**Work to complete:** Print each line of the listing once more, precisely as given.

>> Start Record list

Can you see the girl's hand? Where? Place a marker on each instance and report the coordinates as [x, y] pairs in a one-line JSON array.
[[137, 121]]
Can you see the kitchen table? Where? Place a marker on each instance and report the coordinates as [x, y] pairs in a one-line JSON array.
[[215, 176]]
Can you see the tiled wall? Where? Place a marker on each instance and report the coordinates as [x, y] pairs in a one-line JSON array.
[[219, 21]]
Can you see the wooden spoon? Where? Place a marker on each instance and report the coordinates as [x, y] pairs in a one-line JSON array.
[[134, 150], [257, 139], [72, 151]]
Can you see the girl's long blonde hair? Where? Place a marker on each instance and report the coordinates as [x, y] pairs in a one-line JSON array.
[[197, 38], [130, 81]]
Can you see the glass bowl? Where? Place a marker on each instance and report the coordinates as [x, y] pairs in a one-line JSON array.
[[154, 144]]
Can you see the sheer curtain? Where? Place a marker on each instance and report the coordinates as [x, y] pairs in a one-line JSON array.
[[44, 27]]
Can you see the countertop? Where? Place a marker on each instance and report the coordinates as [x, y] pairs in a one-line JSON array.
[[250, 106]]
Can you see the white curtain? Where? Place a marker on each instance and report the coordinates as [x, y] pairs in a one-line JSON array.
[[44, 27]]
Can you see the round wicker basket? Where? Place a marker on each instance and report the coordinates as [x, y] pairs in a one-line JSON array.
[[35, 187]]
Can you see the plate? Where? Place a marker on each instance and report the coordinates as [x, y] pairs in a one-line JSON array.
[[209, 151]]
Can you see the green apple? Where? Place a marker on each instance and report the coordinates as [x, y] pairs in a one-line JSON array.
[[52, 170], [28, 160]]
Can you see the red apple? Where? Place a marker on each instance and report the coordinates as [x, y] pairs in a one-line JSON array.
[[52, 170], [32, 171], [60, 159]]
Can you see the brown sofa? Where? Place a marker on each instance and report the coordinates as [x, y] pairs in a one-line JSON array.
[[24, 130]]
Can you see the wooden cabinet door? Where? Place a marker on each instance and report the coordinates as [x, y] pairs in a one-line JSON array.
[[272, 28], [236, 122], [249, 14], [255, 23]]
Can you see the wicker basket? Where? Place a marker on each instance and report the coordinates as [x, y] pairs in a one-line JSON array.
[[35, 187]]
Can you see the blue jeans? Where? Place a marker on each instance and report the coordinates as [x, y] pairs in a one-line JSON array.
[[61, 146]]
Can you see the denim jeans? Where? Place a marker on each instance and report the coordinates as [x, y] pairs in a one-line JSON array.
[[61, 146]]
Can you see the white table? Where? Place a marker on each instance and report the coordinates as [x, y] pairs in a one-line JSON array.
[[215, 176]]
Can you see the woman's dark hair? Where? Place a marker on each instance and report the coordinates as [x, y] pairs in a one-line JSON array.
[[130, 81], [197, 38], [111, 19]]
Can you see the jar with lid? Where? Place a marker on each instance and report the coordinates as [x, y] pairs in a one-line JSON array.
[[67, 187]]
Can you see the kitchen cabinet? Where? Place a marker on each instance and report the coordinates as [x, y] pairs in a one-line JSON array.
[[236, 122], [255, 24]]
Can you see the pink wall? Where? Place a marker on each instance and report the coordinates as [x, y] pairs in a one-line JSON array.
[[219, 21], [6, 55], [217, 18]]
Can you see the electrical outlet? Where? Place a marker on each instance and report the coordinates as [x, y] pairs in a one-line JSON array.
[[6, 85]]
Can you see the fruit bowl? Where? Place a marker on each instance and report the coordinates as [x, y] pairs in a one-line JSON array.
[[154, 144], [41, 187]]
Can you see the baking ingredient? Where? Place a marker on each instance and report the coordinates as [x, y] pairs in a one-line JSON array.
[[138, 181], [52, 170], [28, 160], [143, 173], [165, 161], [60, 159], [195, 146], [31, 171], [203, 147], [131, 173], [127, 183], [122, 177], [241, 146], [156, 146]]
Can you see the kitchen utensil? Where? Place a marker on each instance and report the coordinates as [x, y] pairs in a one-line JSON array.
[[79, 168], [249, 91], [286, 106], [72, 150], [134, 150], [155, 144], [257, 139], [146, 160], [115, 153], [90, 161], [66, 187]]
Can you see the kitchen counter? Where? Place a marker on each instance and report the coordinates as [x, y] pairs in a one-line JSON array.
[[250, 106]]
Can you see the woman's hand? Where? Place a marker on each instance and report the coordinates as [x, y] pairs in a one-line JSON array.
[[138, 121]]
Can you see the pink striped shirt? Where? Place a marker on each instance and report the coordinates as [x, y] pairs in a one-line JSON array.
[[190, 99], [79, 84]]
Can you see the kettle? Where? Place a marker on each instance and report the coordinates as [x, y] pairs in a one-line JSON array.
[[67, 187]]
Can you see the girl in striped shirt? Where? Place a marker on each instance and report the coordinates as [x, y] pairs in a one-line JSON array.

>> End Record list

**Completed task:**
Can you see the girl's hand? Where? Place a marker on each instance and report the coordinates as [x, y] pairs in a one-line JSON array.
[[137, 121]]
Can you see the kitchen table? Where? Place a marker on each instance and report the coordinates as [x, y] pairs in a one-line JSON array.
[[215, 176]]
Can you see the tiled wall? Where? Place a marker on each instance and report the coordinates as [x, y] pairs in a one-line JSON array.
[[219, 21]]
Can you see the wooden spoon? Where? Place a marker on each instance and report the coordinates as [x, y] pairs in a one-line JSON array.
[[134, 150], [257, 139], [72, 151]]
Can you see the girl's long blonde hair? Where? Place a marker on each instance and report the coordinates as [x, y] pairs in a one-line JSON array.
[[197, 38], [130, 81]]
Can you see the glass bowl? Where? Place a marker on each instance and report the coordinates as [x, y] pairs in a one-line JSON array.
[[154, 144]]
Can you see the sheer curtain? Where? Place a marker on each instance and report the coordinates as [x, y] pairs in a one-line JSON array.
[[44, 27]]
Can you see the countertop? Where? Place a marker on each instance and report the coordinates as [x, y] pairs in a one-line JSON array.
[[250, 106]]
Can you see the white curtain? Where? Place a marker on each instance and report the coordinates as [x, y] pairs in a one-line JSON array.
[[44, 27]]
Can you see the round wicker basket? Where? Place a marker on each instance and report the coordinates as [x, y] pairs in a one-line JSON array.
[[35, 187]]
Can you see the plate? Where? Place a marker on each instance and report the coordinates as [x, y] pairs in a one-line JSON array.
[[209, 151]]
Can you see the green apple? Where? Place a marker on each instance and report the coordinates as [x, y] pairs in a one-line JSON array.
[[52, 170], [28, 160]]
Can you see the red apple? Where? Place a marker on each instance and report the coordinates as [x, y] pairs in a one-line JSON array.
[[52, 170], [32, 171], [60, 159]]
Can you see the brown sofa? Where? Place a marker on each instance and report the coordinates as [x, y] pairs in a one-line JSON array.
[[24, 130]]
Can you see the wooden cabinet door? Where? Place a marker on each instance and report the coordinates as [x, y] pairs in a one-line JSON array.
[[272, 28], [236, 122], [249, 14], [255, 23]]
Can you see the wicker basket? Where? Place a marker on each instance and report the coordinates as [x, y] pairs in a one-line JSON array.
[[35, 187]]
Can you see the blue jeans? Where? Place a marker on each instance and report the coordinates as [x, y] pairs in a one-line JSON array.
[[61, 146]]
Can you see the denim jeans? Where? Place a marker on each instance and report the coordinates as [x, y] pairs in a one-line JSON array.
[[61, 146]]
Can you see the white table? Where? Place a marker on each instance and report the coordinates as [x, y] pairs in a one-line JSON array.
[[215, 176]]
Can you see the woman's dark hair? Where? Place a marker on each instance and report the coordinates as [x, y] pairs in a one-line JSON array.
[[130, 81], [197, 38], [111, 19]]
Can you see the jar with lid? Where? Place a marker on each instance and report the coordinates as [x, y] pairs in a one-line JSON array.
[[67, 187]]
Can you see the kitchen cabinet? Where? Place a marker on each instance and report the coordinates as [x, y] pairs in a one-line JSON array.
[[236, 122], [255, 24]]
Can you see the pink wall? Where? Place a marker on each instance and report the coordinates as [x, y] pairs in a one-line JSON array.
[[219, 21], [6, 55], [217, 18]]
Can you see the electrical outlet? Where? Place a marker on each instance and report the coordinates as [x, y] pairs in a one-line JSON array.
[[6, 85]]
Can you see the fruit bowl? Where? Place a marker on each instance and report the coordinates as [x, y] pairs in a one-line JSON array.
[[154, 144], [41, 187]]
Can you see the baking ingredient? Where? Place a marker on each instance and report the coordinates as [x, y] pairs in a one-line JSON array.
[[138, 181], [52, 170], [28, 160], [143, 173], [165, 161], [60, 159], [195, 146], [31, 171], [203, 147], [131, 173], [127, 183], [122, 177], [241, 146], [156, 146]]
Can you see the kitchen utensil? Where? Place a marker on each instance and report the coordinates as [x, y] pairs in a one-line JSON array.
[[79, 168], [249, 91], [286, 106], [72, 150], [134, 150], [155, 144], [257, 139], [146, 160], [115, 153], [90, 161], [66, 187]]
Can you see the kitchen counter? Where? Place a marker on each instance and report the coordinates as [x, y] pairs in a one-line JSON array.
[[250, 106]]
Can you see the woman's hand? Where? Place a marker on each instance and report the coordinates as [x, y] pairs in a one-line JSON array.
[[138, 121]]
Can you see the pink striped shirt? Where? Place a marker on each instance and report the coordinates as [x, y] pairs in a one-line JSON array.
[[190, 99], [79, 84]]
Can you see the kettle? Where? Place a marker on each instance and report the coordinates as [x, y] pairs in a one-line JSON array.
[[67, 187]]
Can you see the girl in striped shirt? Where? Place a marker on each instance and report the coordinates as [x, y] pairs in a one-line JSON array.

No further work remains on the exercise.